WHAT YOU SHOULD DO: Please revise the records from the line containing "Question. For each instance of the person wearing" through the end of the records, replacing "red clay soil" with "brown clay soil" and leaving everything else unchanged. Return only those lines.
-- SOURCE DATA start --
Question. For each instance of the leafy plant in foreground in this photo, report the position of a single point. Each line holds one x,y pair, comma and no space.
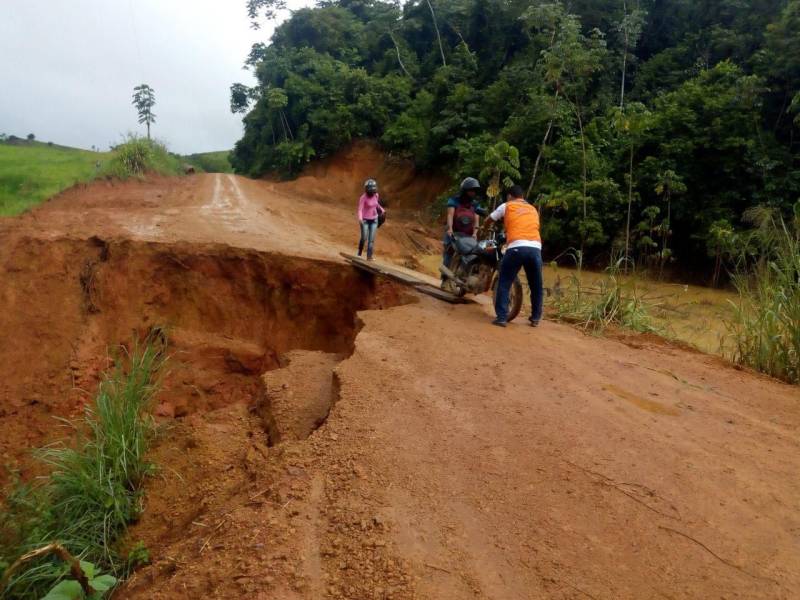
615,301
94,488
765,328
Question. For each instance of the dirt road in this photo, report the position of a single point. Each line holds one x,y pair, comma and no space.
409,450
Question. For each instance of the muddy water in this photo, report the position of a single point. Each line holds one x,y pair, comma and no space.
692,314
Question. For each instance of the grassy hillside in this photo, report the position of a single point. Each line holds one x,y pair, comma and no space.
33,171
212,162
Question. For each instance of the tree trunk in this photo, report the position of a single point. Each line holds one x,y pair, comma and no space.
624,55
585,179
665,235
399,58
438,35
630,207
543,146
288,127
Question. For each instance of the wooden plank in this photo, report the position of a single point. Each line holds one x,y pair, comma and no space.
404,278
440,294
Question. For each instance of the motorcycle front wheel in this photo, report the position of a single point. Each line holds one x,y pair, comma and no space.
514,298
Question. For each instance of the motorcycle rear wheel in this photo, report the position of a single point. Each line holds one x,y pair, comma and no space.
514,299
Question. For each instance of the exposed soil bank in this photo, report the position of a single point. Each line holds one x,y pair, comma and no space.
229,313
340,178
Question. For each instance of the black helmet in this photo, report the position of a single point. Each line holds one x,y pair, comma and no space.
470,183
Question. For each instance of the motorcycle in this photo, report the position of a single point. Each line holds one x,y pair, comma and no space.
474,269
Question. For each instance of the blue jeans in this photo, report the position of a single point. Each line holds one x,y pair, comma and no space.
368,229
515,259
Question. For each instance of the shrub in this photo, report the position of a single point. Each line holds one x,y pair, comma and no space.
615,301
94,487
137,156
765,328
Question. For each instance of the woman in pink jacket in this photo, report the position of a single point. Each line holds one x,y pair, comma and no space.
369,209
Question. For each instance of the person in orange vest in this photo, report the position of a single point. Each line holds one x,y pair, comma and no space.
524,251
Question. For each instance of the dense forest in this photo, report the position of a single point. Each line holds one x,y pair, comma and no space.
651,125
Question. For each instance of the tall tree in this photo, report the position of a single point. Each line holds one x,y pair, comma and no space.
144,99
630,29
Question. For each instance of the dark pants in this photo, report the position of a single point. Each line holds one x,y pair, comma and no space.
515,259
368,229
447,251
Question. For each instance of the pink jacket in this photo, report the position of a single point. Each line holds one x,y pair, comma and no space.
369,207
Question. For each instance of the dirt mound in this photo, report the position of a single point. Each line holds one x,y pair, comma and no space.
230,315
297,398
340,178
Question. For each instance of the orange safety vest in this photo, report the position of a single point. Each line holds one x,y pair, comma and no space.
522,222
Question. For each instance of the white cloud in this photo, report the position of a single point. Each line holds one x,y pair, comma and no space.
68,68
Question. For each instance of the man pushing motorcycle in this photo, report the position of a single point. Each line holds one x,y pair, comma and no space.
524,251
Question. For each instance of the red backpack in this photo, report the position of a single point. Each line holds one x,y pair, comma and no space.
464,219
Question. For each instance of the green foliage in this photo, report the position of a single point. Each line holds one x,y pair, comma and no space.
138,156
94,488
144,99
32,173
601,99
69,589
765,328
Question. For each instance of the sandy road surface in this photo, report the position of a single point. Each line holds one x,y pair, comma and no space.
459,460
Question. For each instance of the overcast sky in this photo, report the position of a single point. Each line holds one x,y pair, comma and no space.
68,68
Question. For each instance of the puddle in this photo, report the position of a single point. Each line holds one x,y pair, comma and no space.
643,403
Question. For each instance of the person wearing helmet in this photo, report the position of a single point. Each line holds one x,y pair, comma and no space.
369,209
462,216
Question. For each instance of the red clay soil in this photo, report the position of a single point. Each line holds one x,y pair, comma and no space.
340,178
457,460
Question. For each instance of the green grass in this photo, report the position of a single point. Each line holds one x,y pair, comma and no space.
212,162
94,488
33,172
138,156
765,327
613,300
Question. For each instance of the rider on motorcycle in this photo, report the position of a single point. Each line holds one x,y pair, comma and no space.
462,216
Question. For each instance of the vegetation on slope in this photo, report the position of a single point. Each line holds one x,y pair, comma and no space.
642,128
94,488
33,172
-- SOURCE DATA end --
RIGHT ANSWER:
Question. For each instance of the person wearing helmet in this photo, report the position of a single point. Each line holds one x,y pair, comma and no space.
369,209
462,216
Question. For each instance of the brown clay soil in this photo, report the position of a single point. Each line holds one x,y pair, comma and no space.
340,178
457,460
Question. For each instance of the green grass in this photo, report the position of a single point. Each line holds one x,y pair, comma and no space.
212,162
94,488
33,172
138,156
765,327
613,300
Question. For each instance of the rider on motorcycle in this photo, report the position of a single point. Each line holds one x,y pair, comma and no space.
462,216
Question. For each instance of the vegetation on slope in this photo, report the position of a single point. Each line holds one x,y pair, comma and no space.
642,128
94,488
33,172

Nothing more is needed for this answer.